[[ RECORDS, beginning ]]
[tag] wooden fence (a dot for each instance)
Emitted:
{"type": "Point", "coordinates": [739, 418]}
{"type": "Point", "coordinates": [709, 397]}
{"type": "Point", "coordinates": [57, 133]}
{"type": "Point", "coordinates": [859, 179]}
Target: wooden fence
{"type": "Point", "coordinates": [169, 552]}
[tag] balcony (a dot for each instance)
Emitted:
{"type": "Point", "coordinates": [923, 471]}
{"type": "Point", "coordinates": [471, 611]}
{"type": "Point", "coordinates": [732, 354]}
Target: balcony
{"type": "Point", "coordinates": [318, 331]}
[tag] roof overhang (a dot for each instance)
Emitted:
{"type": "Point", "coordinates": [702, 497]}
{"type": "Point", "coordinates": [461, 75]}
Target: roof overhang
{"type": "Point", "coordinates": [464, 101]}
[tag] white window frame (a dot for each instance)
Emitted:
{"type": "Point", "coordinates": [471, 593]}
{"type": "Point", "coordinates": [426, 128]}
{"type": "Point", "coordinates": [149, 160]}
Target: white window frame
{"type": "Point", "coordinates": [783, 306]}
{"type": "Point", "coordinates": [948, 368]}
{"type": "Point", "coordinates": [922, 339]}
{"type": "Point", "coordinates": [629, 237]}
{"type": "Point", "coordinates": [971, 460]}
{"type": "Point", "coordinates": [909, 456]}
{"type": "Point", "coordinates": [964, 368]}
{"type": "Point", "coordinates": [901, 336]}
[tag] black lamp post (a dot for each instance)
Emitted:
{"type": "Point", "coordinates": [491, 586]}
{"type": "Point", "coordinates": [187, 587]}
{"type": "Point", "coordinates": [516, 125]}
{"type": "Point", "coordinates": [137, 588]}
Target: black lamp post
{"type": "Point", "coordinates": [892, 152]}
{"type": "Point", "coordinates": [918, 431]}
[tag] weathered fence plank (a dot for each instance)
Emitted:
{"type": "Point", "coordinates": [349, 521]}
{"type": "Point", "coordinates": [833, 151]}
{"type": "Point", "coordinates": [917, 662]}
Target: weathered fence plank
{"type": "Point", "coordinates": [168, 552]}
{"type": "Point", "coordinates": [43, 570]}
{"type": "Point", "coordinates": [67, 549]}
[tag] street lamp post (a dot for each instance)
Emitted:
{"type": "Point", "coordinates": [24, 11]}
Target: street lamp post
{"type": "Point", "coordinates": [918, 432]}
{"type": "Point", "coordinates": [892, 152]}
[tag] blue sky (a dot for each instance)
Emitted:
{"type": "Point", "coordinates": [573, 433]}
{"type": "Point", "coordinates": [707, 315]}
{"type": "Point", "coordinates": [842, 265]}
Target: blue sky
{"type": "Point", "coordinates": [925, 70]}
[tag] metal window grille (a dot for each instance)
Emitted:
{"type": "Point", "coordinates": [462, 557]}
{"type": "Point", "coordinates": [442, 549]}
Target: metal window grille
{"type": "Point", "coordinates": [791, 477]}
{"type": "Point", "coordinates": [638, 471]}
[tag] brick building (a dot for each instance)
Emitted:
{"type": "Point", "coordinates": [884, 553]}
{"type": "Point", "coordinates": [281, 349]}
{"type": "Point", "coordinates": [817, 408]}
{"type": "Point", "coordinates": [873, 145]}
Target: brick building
[[ RECORDS, end ]]
**ACTIVITY:**
Lines with "building" in them are what the answer must contain; copy each from the records above.

**EXPECTED ANSWER:**
[tag] brick building (a dot for each instance)
Target: brick building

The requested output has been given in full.